WRITTEN PROBLEM 1 — According to the battery abstract, what capacity retention does Co0.85Se/CNTs keep after 500 cycles at 200 mA g−1?

SELECTED EXCERPT —
*-*-*
Co0.85Se hollow polyhedrons entangled by carbon nanotubes as a high-performance cathode for magnesium secondary batteries

Magnesium secondary batteries are suitable for large-scale applications owing to the low cost and dendrite-free features of the magnesium metal anode. Currently, exploration of high-performance cathodes is the main challenge of magnesium batteries, and rational structure design strategies are the cores of cathode material development. In the present study, a new approach is introduced combining hollow structure and conductive framework. ZIF-67 derived Co0.85Se hollow polyhedrons entangled by carbon nanotubes (Co0.85Se/CNTs) are fabricated and investigated as rechargeable magnesium battery cathodes. The hollow structure facilitates Mg2+ transportation and the CNT framework favors electron conduction, constructing active nanodomains for highly reversible magnesium storage reactions. Co0.85Se/CNTs shows a high capacity of 194 mAh g−1 and a superior rate capability providing 95 mAh g−1 at 1000 mA g−1. Prominently, the rigid CNTs enhance the stability of the Co0.85Se/CNTs composite and improve the cyclability. A 76% capacity retention is maintained after 500 cycles at 200 mA g−1, corresponding to a decay of 0.048% per cycle. This work highlights a micro-nanostructure favoring magnesium storage reaction reversibility and cyclability, which would enlighten rational electrode design for the storage of magnesium cations.
*-*-*
TASK INPUTS —
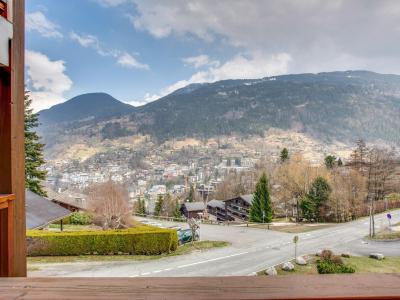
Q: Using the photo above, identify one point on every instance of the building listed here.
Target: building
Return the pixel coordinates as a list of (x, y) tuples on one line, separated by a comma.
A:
[(41, 212), (193, 209), (238, 208), (217, 209)]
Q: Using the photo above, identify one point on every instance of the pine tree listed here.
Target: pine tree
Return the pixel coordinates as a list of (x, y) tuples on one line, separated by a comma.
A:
[(141, 209), (159, 205), (177, 210), (191, 194), (33, 151), (284, 155), (261, 209), (330, 161)]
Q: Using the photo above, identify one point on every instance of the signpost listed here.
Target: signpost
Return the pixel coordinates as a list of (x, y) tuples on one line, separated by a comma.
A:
[(295, 240), (389, 216)]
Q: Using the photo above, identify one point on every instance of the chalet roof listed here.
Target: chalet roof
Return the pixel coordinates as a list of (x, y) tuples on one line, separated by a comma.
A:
[(216, 203), (41, 211), (194, 206), (70, 198), (248, 198)]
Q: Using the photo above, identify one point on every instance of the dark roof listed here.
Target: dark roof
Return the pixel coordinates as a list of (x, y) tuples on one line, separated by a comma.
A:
[(248, 198), (216, 203), (41, 212), (73, 199), (194, 206)]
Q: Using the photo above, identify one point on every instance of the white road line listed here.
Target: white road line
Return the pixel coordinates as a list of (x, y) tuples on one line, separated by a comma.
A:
[(210, 260)]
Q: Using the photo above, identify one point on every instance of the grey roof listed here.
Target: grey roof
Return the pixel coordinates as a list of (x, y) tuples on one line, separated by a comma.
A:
[(194, 206), (41, 212), (248, 198), (71, 198), (216, 203)]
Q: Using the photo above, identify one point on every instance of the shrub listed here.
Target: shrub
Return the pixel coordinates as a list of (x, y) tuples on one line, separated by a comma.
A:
[(80, 218), (329, 267), (143, 240)]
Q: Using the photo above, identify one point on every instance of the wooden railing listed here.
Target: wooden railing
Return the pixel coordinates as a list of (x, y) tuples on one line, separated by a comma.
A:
[(6, 233), (356, 286)]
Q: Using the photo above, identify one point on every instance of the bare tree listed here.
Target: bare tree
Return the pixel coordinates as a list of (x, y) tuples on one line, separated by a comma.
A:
[(109, 203)]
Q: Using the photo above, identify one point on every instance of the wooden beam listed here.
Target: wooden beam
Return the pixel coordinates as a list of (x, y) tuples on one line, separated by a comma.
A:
[(17, 136), (355, 286)]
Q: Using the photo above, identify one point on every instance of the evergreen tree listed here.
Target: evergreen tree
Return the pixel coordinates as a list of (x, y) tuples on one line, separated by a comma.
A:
[(284, 155), (177, 210), (141, 209), (261, 209), (159, 205), (33, 151), (191, 194), (319, 194), (330, 161)]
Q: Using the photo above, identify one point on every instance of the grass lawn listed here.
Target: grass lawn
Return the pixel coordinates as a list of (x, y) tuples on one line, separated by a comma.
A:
[(184, 249), (387, 235), (361, 264)]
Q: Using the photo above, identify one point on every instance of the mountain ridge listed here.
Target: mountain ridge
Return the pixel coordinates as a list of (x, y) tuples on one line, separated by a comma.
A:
[(327, 106)]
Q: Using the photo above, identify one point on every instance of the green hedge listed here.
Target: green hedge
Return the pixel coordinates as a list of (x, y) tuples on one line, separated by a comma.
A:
[(329, 267), (142, 240)]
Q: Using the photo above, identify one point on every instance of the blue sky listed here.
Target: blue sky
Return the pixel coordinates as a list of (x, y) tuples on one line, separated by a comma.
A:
[(138, 51)]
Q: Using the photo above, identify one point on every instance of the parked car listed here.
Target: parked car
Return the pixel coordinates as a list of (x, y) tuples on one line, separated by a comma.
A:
[(185, 236)]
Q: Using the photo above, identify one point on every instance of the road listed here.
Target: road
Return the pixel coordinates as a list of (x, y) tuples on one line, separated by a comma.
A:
[(251, 250)]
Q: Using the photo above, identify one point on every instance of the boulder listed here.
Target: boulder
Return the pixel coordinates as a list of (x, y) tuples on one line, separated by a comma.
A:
[(288, 266), (301, 261), (271, 271), (377, 256)]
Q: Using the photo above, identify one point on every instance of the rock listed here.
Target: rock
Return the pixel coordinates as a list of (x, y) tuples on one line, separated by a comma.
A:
[(377, 256), (271, 271), (301, 261), (288, 266)]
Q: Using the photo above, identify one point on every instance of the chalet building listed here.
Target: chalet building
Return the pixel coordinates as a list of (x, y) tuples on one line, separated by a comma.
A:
[(41, 212), (69, 200), (217, 209), (238, 208), (193, 209)]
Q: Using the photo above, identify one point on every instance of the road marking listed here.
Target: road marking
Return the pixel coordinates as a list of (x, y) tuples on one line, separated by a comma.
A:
[(210, 260)]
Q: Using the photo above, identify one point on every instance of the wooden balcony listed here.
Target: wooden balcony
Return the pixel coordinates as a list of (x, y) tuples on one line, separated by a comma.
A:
[(6, 233), (375, 286)]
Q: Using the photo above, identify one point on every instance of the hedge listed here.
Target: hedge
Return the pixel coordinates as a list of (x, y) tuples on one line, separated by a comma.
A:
[(143, 240)]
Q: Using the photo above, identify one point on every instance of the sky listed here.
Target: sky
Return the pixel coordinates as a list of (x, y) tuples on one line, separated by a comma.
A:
[(141, 50)]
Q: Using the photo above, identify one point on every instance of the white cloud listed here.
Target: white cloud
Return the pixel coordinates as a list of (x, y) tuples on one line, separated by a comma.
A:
[(111, 3), (46, 80), (199, 61), (123, 59), (319, 35), (240, 67), (85, 40), (37, 21), (128, 61)]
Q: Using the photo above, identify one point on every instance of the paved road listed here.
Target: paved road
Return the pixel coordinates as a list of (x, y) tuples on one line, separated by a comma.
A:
[(251, 250)]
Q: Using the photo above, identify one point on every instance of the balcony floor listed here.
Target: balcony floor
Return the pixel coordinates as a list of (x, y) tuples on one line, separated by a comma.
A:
[(356, 286)]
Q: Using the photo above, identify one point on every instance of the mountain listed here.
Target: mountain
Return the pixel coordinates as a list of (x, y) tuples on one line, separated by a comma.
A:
[(86, 107), (330, 107)]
*-*-*
WRITTEN PROBLEM 2 — In the rows, write out again every line from the one containing "signpost listed here." down through the one containing "[(295, 240), (389, 216)]", shifting each x and y coordinate up by 12 and leaving everything else unchanged.

TASK RESPONSE 1 — 76%

TASK RESPONSE 2 —
Q: Using the photo above, identify one point on every instance of the signpost listed here.
Target: signpost
Return the pixel coordinates as a list of (x, y) tuples on one line, separated by a comma.
A:
[(307, 252), (401, 228)]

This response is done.